*Exercise details*
Beginning with the line that holds "# output is" and ending with the last line, please repeat the entries exactly and omit the pictures.

*Supplied records*
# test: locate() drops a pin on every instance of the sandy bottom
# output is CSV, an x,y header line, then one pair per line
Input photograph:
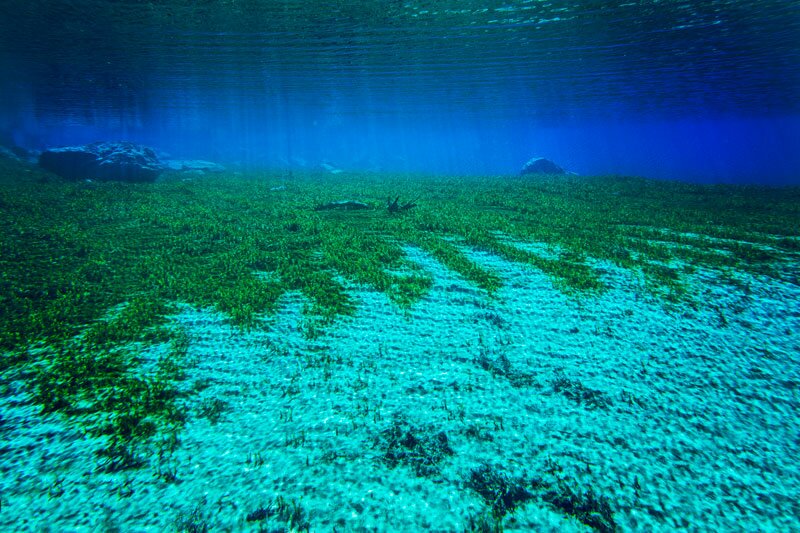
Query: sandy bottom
x,y
678,418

*Answer section*
# output is CSV, an x,y header line, then one pair per line
Input photograph:
Query: sandy bottom
x,y
678,418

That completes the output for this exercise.